Texte extrait:
Ce n'est pas la première fois qu'un nonce débarque à Pointe-Noire pour enquêter, que la brigade financière du Vatican descend ici pour perquisitionner, que d'autres évêques du Congo sont venus jouer les médiateurs (comme Mgr Mizonzo, évêque de Dolisie, par exemple)...

Et ce n'est sans doute pas - hélas! - la dernière...

Au cœur des critiques le comportement humain de l'évêque qui asphyxie la vie du diocèse et paralyse les initiatives, et son comportement de manager notamment sur le plan de la gestion.

Gestion ? Vous avez dit gestion ? Mais alors je suis concerné ? 

- Mais oui mon petit Moundélé, tu te retrouves bon gré mal gré au cœur de la tourmente.

Et de fait plusieurs griefs formulés par les prêtres concernent directement l'ingérence de l'évêque dans la gestion de la Procure. Certains m'ont même cité dans leurs déclarations, pas en mal, mais plutôt en tant qu'acteur qui peut témoigner, qui sait...

Çà n'a pas trainé. Dès le lendemain de l'audition l'évêque s'est précipité comme un ouragan (disons une tempête genre Xynthia) dans mon bureau. Il m'a clairement indiqué qu'il me considérait comme complice des putschistes ; il a prononcé le mot de "complicité"... Il est très en colère contre moi. Je ne rentre pas dans les détails mais il me reproche d'avoir donné à un prêtre (l'abbé Léandre - pour ne pas le nommer - curé d'une paroisse de brousse, Pounga) des informations (que j'avais parfaitement le droit et même le devoir de lui donner) sur l'état du compte de sa paroisse en ce qui concerne les subsides (entendez subventions) de Rome.

Matériel d'exercice:
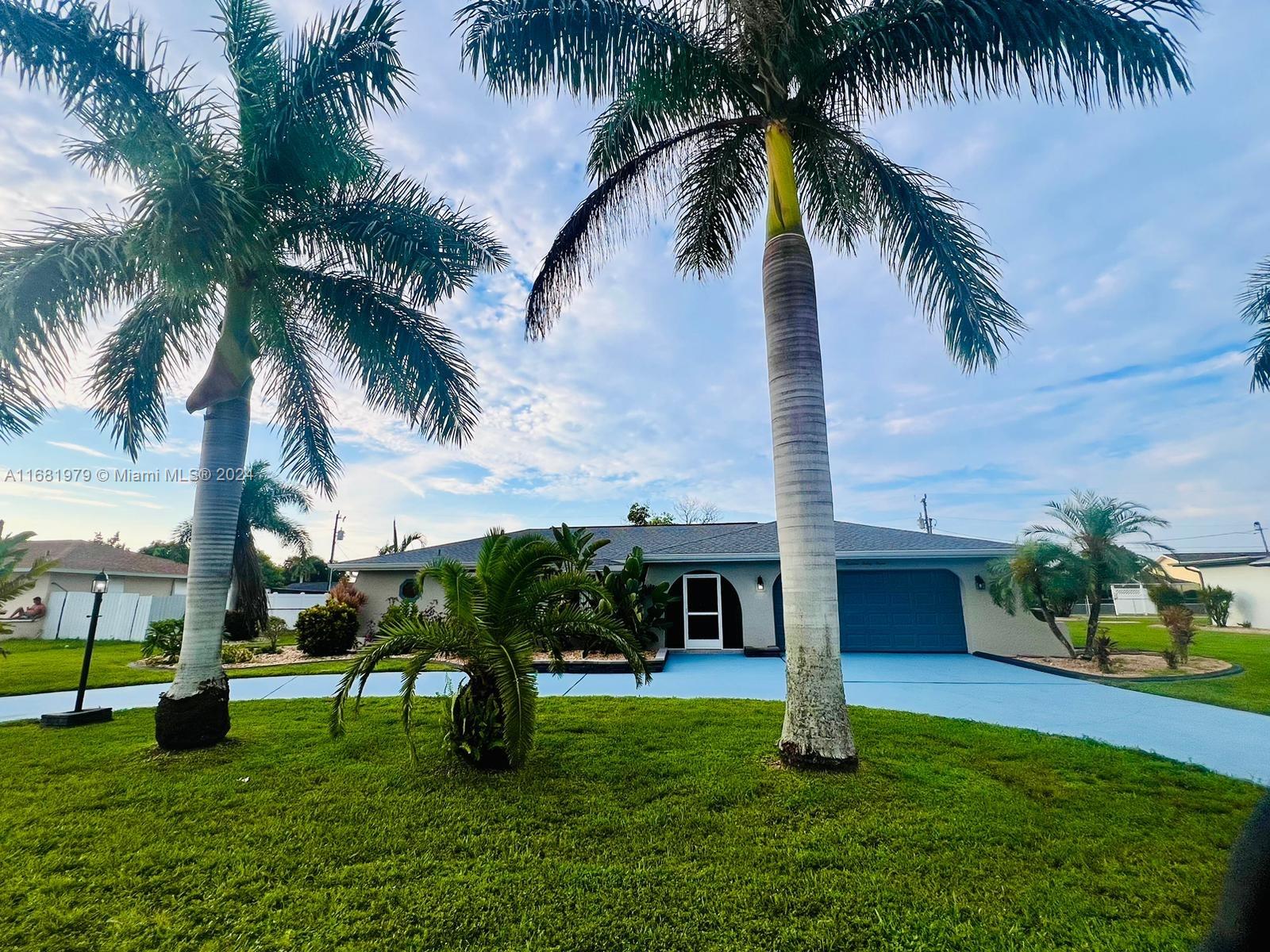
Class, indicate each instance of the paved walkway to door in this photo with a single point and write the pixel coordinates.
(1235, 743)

--

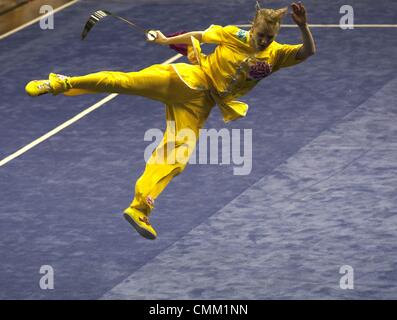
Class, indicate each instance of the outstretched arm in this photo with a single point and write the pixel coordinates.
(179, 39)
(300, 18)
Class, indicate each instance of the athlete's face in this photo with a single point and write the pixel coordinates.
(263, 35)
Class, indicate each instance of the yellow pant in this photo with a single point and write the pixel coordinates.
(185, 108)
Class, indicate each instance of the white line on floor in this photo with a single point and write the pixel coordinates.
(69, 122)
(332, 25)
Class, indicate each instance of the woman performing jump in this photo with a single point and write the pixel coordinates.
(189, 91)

Consigne A:
Relevez chaque ligne des enregistrements qui contient la chaîne « with ».
Consigne B:
Rédigez la suite du texte sur la crise du diocèse de Pointe-Noire, en commençant après sa dernière phrase.

Réponse rédigée A:
Class, indicate each instance of the paved walkway to door in this photo with a single point and write the pixel coordinates.
Class, indicate each instance of the outstretched arm in this photo with a single point and write the pixel coordinates.
Class, indicate each instance of the athlete's face in this photo with a single point and write the pixel coordinates.
Class, indicate each instance of the yellow pant in this photo with a single point and write the pixel coordinates.
Class, indicate each instance of the white line on floor in this photo with a single point and write the pixel coordinates.
Class, indicate each instance of the woman performing jump in this photo with a single point and write the pixel coordinates.

Réponse rédigée B:
J'ai découvert par hasard qu'il y avait plein d'argent sur ce compte. Je suis allé voir l'évêque pour en savoir plus. Celui-ci m'a dit : "Serge, ne vous occupez pas du passé". En clair : il y a de l'argent mais faites comme s'il n'y en avait plus, le reste çà ne vous regarde pas...

J'ai quand même voulu donner la position de son compte au curé...Mal m'en a pris.L’abbé Léandre a exposé tout cela devant le nonce. L’évêque a dû s’expliquer. Il a déclaré devant tous les prêtres que s’il voulait son argent il n’avait qu’à venir le chercher à la procure. Putain...

C'est  donc sinon la guerre, la « gueule ». Car il me fait la gueule le père évêque. Et il ne rate pas une occasion de m'emmerder.

Dans ce contexte il va falloir voir à voir comme dit l'autre. Voir à voir si çà ne serait pas plus sage pour moi de retourner brouter sur les verts pâturages charentais, ou à tout le moins de changer de crémerie africaine.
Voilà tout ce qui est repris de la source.